From the first line to the last, retype everything below exactly, minus the pictures.

====== Information supplied

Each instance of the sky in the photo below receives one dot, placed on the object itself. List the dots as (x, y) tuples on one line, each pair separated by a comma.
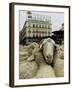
[(57, 18)]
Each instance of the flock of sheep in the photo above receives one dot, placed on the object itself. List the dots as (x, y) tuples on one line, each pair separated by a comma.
[(43, 60)]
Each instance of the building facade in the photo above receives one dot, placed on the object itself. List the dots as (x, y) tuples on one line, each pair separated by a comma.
[(35, 28)]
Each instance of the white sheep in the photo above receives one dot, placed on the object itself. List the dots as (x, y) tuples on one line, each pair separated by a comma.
[(58, 62), (27, 68), (45, 70), (48, 49)]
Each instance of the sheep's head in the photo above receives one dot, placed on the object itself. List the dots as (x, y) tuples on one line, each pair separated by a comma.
[(60, 51), (48, 49)]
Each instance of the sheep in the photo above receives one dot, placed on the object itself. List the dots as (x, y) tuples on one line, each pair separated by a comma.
[(27, 68), (48, 49), (58, 62), (45, 70)]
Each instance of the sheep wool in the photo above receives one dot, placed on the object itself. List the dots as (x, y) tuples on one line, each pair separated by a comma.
[(58, 61), (45, 70), (28, 70)]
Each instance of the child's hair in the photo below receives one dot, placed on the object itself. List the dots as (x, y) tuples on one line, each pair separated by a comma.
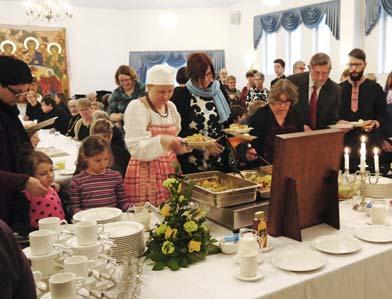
[(92, 146), (102, 127), (33, 160)]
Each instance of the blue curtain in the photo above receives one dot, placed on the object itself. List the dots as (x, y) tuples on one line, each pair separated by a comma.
[(310, 16), (373, 12), (142, 61)]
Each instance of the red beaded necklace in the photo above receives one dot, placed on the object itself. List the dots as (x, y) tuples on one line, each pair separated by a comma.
[(166, 114)]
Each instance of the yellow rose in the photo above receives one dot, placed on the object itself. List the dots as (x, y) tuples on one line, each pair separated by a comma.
[(165, 210), (194, 246), (167, 247), (190, 226), (161, 229)]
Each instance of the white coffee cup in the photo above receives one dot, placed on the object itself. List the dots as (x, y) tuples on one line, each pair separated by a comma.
[(378, 212), (78, 265), (90, 251), (87, 232), (63, 285), (51, 223), (248, 263), (41, 242)]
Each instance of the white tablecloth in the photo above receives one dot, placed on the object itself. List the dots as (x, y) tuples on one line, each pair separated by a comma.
[(365, 274), (65, 144)]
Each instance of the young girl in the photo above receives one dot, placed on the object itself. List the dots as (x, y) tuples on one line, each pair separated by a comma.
[(40, 166), (96, 185)]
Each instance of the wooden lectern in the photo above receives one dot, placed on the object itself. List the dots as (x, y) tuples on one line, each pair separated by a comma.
[(305, 182)]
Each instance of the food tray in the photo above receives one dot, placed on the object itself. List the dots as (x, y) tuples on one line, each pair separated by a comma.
[(243, 192)]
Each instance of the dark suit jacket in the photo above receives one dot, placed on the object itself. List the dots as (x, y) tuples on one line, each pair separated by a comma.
[(327, 103)]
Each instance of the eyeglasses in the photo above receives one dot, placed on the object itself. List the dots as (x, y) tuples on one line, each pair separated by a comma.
[(284, 103), (351, 65), (16, 93)]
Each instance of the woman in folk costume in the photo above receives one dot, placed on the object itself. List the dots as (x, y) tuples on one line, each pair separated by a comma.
[(151, 126)]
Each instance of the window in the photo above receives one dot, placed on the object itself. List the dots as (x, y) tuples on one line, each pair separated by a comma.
[(385, 44), (321, 38), (268, 54), (293, 48)]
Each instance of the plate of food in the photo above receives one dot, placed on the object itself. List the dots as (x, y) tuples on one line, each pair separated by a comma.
[(238, 128), (199, 141)]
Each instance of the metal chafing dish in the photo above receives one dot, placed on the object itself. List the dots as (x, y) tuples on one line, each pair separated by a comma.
[(243, 191)]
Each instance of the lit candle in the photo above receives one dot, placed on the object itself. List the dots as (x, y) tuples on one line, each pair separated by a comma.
[(346, 159), (376, 161), (363, 154)]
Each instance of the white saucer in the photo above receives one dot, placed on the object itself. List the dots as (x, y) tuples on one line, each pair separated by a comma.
[(258, 276), (260, 258), (49, 296)]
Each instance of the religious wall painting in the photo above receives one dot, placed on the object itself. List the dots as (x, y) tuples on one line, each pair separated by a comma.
[(44, 50)]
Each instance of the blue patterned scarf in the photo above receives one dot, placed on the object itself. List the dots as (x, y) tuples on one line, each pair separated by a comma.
[(216, 94)]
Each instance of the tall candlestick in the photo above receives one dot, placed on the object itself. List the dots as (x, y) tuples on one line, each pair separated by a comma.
[(346, 159), (363, 154), (376, 161)]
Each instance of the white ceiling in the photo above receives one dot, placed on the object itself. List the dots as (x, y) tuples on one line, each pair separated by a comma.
[(151, 4)]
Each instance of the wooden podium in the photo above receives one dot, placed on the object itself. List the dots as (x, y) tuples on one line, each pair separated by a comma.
[(305, 182)]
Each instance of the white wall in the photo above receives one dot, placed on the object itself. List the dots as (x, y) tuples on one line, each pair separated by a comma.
[(99, 40)]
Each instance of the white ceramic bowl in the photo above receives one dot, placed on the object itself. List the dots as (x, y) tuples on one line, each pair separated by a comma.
[(228, 247)]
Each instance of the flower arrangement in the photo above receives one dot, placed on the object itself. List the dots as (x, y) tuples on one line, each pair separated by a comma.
[(182, 238)]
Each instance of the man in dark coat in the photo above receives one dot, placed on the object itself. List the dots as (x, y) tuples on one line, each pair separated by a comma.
[(15, 77), (319, 96)]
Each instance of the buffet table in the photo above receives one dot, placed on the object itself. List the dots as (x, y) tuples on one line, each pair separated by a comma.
[(364, 274)]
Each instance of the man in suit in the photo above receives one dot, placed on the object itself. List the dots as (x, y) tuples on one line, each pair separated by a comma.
[(319, 96), (363, 99)]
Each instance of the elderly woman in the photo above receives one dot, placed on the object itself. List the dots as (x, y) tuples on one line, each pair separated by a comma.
[(83, 125), (151, 126), (75, 116), (204, 108), (33, 107), (258, 92), (129, 88), (273, 119)]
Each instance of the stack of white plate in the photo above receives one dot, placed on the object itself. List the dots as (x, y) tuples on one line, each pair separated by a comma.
[(100, 215), (128, 238), (382, 189)]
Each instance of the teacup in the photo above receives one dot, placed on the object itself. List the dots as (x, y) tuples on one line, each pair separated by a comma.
[(64, 285), (248, 263), (41, 242), (87, 232), (78, 265), (51, 223)]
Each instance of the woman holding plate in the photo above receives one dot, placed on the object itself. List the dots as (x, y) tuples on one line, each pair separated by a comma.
[(204, 108), (151, 126), (273, 119)]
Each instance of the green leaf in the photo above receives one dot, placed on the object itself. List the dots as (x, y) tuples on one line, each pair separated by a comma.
[(159, 266), (173, 264)]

============

Finished task:
Each instance of the sky in the photo below receives one dot, placed on the object itself. List the dots as (x, y) tuples on one line, each pair separated by a comma.
[(57, 18)]
Each instance of the flock of sheep in the photo above receives one dot, placed on the object itself. List the dots as (x, y) tuples on one line, each pair separated by a comma.
[(43, 60)]
Each instance of the building facade in the photo above receives one dot, placed on the object itself. List the dots as (x, y) tuples on one line, each pair separated by a comma.
[(35, 28)]
Each instance of the white sheep in the photo above receives one dot, placed on the object itself. List the dots as (x, y) tuples on one line, each pair separated by a comma.
[(58, 62), (27, 68), (45, 70), (48, 49)]
Each instance of the sheep's head in the photo above receives one dot, placed on the object itself. List the dots as (x, y) tuples on one line, each pair separated by a comma.
[(60, 51), (48, 49)]
Each instance of the sheep in the photo above receives one dot, placed on the object itself. List the dots as (x, y) tuples on one line, each pair separated by a comma.
[(27, 68), (48, 49), (58, 62), (45, 70)]
Each instance of the sheep wool in the photo above receives one dot, placed on the object itself. List the dots as (x, y) tuples on one line, each pair separated by a comma.
[(58, 61), (45, 70), (28, 70)]
Each instance of the child's hair in the photo below receives one dot, placed on the object itself. List the dots as (x, y) tuples on one line, each pair separated by a comma.
[(92, 146), (102, 127), (33, 160)]
Each instance of the blue curtain in the photo above receives one dot, placed on the object itself. List the dots as (x, y) tuples on one line, each pair separated by a comma.
[(310, 16), (373, 12), (142, 61)]
Each instance of the red beaded necklace in the photo above receives one dot, placed on the object itself. List the dots as (x, y) tuples on one line, each pair separated by a comma.
[(166, 114)]
Each instance of the yellow rose in the photo above receives one dot, placed on the object itself. List the dots as (x, y) tuples on one line, each pair separated by a comma.
[(165, 210), (194, 246), (167, 247), (190, 226), (161, 229)]
Each instance of the white coffee cup in the photo above receives one dot, placed on the object itself. List the dots as (x, y) tuples on one line, each pair separated by a comma.
[(378, 212), (78, 265), (90, 251), (87, 232), (63, 285), (51, 223), (248, 263), (41, 242)]
Each instance of the white tablecloth in the photo above receives one dot, placed on the object itself. List the dots as (x, y) tuples on one line, each pair separated by a comma.
[(365, 274), (65, 144)]
Each instance of the young girl in the photo above receives one dot, placed on the object itself. List the dots as (x, y) tuples on one line, each pair separated by a comma.
[(40, 166), (96, 185)]
Each instance of the wooden lectern in the photo above receives one dot, placed on the object itself. List the dots as (x, y) tuples on one line, each pair separated by a comma.
[(305, 182)]
Each instance of the food tray in the photo above receives one dot, placed on the object itself. List the dots as (x, y) tuples on one line, each pair separated by a comma.
[(243, 192)]
Each instance of the dark suit jacket in the photo above receives one dot, placed on the object itself. List the dots as (x, y) tuples on one line, each pair separated by a comma.
[(327, 103)]
Each instance of the eyeglasses in the photo above receives one dot, placed on the object itself. List the dots as (x, y) tuples on one line, each pair separated by a comma.
[(284, 103), (351, 65), (16, 93)]
Each instance of the woman in folk costume in the photo above receives one dot, placed on the object itself. List the dots as (x, y) tuples on one line, each pair separated by a comma.
[(151, 126)]
Each instance of the window in the photo above receives one dot, placed on the object itself. List the dots as (x, y) tuples on one line, each pair separated by a comma.
[(385, 44), (321, 38), (268, 54), (293, 48)]
Each instance of the plate of food in the photo above receives one dot, placed on the object itself. List the dots as (x, y) tuples on one line, each pair separated by a comma.
[(238, 128), (199, 141)]
Each instance of the metal chafing dish in the photo above receives one dot, placed on the object itself. List the dots as (x, y) tuples on one line, each pair separated by a comma.
[(243, 191)]
Each instance of the lit candle in the photo above receives one dot, placed on the object itself. List the dots as (x, y) tuples on one line, each pair separated by a comma.
[(346, 159), (376, 161), (363, 154)]
Each instance of the white saucer in the photo above receives one dot, placed on the object itself. List the dots as (x, y) tuples on one line, each pair separated by a comma.
[(258, 276), (260, 258), (49, 296)]
Each instance of the religious wall painting in the photo above receives one dot, placed on the object itself. List the dots as (x, y) tuples on one line, each pair separated by a comma.
[(44, 50)]
Each instance of the blue patterned scarf in the photo above receives one dot, placed on the object itself. List the dots as (x, y) tuples on one line, each pair separated by a comma.
[(216, 94)]
Each instance of the tall candlestick in the photo above receives one dot, placed on the object itself. List the dots as (x, y) tuples on one line, each pair separated by a comma.
[(346, 159), (363, 154), (376, 161)]
Each instance of the white ceiling in the photo above receives one dot, placed on the object itself. List the dots as (x, y) tuples on one line, each pair separated by a comma.
[(151, 4)]
Each instance of the wooden podium in the photo above receives one dot, placed on the object itself. List the dots as (x, y) tuples on one line, each pair separated by a comma.
[(305, 182)]
Each instance of the white wall in the photo above receives one dot, placed on the object itself. List the dots as (x, y) tuples on one line, each pair separated by a comma.
[(99, 40)]
Each instance of the white ceramic bowl in the photo above receives one dot, placed on the object itself. List the dots as (x, y) tuples on one line, each pair separated by a comma.
[(228, 247)]
Each instance of the flower arrangement in the photo above receives one dot, placed on the object itself. List the dots as (x, y) tuples on one line, each pair separated by a comma.
[(182, 238)]
Each instance of the man in dark coat in the photo above receives one dot, placed on the object itself. List the dots as (x, y) tuples on one line, each pair separated by a comma.
[(15, 77), (319, 96)]
Each instance of the buffet table in the photo above receives one dot, placed on the object itself. List the dots as (x, y) tuples on one line, each pair separated by a comma.
[(364, 274)]
Each instance of the man in suit in the photo above receives one dot, placed on the object itself. List the dots as (x, y) tuples on one line, each pair separated by a comma.
[(319, 96), (363, 99)]
Each instance of the elderly woman in the photo above receives one dot, placed on the object itself. List the dots as (x, y) tuples on one line, each pair separated by a comma.
[(83, 125), (151, 126), (75, 116), (204, 108), (33, 107), (258, 92), (129, 88), (273, 119)]
Each instance of the stack of white plate in the photo above receives one dot, placed on the object itself. List the dots as (x, y) tuples on one line, each pair separated by a comma.
[(100, 215), (128, 238), (382, 189)]
Each instance of the teacup in the photo above receives one dot, placed on the object itself. List the dots as (x, y) tuples on one line, each pair separated by a comma.
[(64, 285), (248, 263), (41, 242), (87, 232), (78, 265), (51, 223)]
Each instance of the woman holding plate in the photo above receives one dot, placed on the object itself. List the dots as (x, y) tuples on one line, each pair separated by a comma.
[(204, 108), (151, 126), (273, 119)]
Each instance of the green leaf in the photo above receives one dot, placed on the object itself. List the dots as (x, y) tuples on one line, each pair separated by a comma.
[(159, 266), (173, 264)]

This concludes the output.